SOURCE EXTRACT:
Large arrays with millions of elements and performing integer comparisons - What is the right way?
I'm currently working on user follow system at CrazyEngineers which will replace the connections. If you are viewing someone's followers, we want to show how many of those followers you follow, and follow you; similar to what Twitter does.
Now this basic system is ready and I was able to get it done with just few basic queries; keeping the overall query count per page to 10. Which, I believe is good!
Currently we do it the simple way: Load all the followers in array and then check if authenticated user's ID matches. This system should work for users with say 5K - 10K or even 30K followers.
Now, I was wondering, what if a user has a million or say 10 million followers. Does it make sense to load the "IDs" of all those followers into memory and perform the check?
Or is there any way to do it more efficiently?Posted in: #Databases #Programming #Big Data
I'd check something like the array_intersect function to see mutual followers, and the array_diff function to see which ones I don't follow. Combine that into a flag, and use that.
Yeah, mutual followers can be checked if the available list of followers is available in an array. However, consider a person having say 10 million followers. In that case, do we need to load all the 10 million followers IDs in the database OR is there a better way to achieve this? Right now array functions in PHP do the job and I think it should work till a few tens of thousands of users.
I'm considering a hypothetical case when we've to load say a million IDs in database. Would it still work?
No. Not unless you put in pagination :)
We are trying to reduce the memory and computation costs here and pagination does just that. One could always debate the additional clicks the user has to do vs the computing savings. However, at a million followers, you might as well think of a better mechanism for showing followers (like search and categories).
At the end of it, I would ask you this - is all this tam jhaam really necessary? Doesn't this seem like a death by feature creep?
Not necessary 😀 . I'm just a curious cat!
Pagination is already in place. But at some point of time, there will be a case where authenticated user's ID will have to be checked against millions of records. At least - I think that's how Twitter does it. I could be a different thing with Graph databases (and I've no idea how they work). But with RDBMS, this definitely is something that's been bothering me.
I think this problem is better solved when it actually is a problem! Thank you for your response though. 👍

COLLECTED DATA:

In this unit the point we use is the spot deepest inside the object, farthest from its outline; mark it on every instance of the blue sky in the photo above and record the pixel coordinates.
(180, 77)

ACTIONS TO TAKE:
1 – Based on the follower-system thread, say whether each statement agrees with it: (a) the poster kept the overall query count per page to 10; (b) the poster understands how graph databases work; (c) pagination had not yet been added. For each, answer yes or no and quote the deciding words.
2 – Print the part of the follower-system thread that opens with the words containing "Or is there any" and closes with "and use that.".
The material has no connection to the text.

TASK RESULTS:
1 –
(a) Yes: "keeping the overall query count per page to 10"
(b) No: "I've no idea how they work"
(c) No: "Pagination is already in place."

2 –
Or is there any way to do it more efficiently?Posted in: #Databases #Programming #Big Data
I'd check something like the array_intersect function to see mutual followers, and the array_diff function to see which ones I don't follow. Combine that into a flag, and use that.